> [Dataset entries]:
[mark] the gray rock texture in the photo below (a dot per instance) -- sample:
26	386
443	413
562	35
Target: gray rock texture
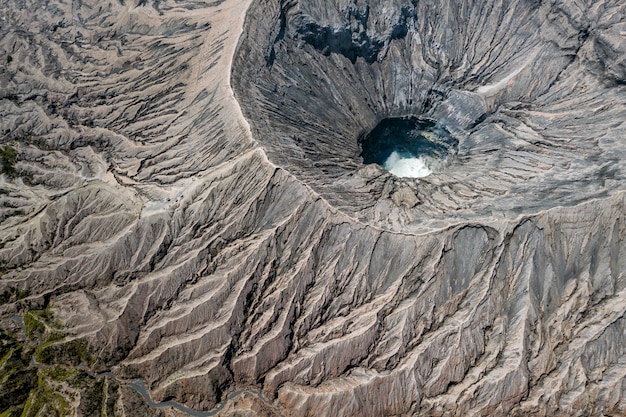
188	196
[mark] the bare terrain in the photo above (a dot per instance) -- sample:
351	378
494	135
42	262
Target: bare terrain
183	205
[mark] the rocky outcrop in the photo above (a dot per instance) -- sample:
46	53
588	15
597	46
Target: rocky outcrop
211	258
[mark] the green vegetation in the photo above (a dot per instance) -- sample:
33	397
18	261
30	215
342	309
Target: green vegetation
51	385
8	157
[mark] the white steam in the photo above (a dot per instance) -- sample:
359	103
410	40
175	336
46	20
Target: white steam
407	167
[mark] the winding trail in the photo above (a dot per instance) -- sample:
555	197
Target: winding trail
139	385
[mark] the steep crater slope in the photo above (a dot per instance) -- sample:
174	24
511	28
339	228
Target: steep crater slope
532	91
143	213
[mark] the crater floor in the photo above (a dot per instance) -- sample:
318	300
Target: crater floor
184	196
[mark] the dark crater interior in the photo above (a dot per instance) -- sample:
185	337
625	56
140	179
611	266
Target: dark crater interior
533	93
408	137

* * *

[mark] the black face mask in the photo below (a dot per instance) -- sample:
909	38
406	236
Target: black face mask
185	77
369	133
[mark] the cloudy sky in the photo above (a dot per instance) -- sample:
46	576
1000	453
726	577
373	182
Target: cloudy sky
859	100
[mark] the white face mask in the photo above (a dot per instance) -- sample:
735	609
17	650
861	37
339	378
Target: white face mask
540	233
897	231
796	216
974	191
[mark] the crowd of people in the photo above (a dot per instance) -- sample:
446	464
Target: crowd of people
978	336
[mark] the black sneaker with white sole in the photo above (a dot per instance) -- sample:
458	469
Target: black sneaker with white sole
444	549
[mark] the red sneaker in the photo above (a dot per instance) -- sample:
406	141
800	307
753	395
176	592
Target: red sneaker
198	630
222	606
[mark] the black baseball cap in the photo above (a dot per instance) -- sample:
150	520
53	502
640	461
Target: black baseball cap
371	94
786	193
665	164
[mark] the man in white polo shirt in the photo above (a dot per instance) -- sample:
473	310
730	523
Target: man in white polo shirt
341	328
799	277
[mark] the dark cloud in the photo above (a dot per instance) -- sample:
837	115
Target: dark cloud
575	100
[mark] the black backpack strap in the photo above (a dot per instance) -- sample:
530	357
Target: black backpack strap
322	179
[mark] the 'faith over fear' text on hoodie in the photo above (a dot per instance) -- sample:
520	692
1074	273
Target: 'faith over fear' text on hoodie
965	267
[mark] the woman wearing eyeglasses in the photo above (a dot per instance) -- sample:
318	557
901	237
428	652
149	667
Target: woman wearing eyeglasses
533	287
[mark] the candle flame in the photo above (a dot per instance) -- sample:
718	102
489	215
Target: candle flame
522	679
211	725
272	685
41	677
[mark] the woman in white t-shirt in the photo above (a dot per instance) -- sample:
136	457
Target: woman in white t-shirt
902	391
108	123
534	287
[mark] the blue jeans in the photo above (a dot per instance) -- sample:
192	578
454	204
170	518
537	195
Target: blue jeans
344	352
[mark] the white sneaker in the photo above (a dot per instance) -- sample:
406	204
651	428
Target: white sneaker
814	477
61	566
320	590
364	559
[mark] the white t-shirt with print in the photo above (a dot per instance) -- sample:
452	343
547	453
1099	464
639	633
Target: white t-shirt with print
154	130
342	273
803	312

> [Your objective]: Pull out each line in the rows above that contains the word "rocky".

> [Task result]:
[mark] the rocky outcrop in the photo above (a dot per instance) -- sample:
Target: rocky outcrop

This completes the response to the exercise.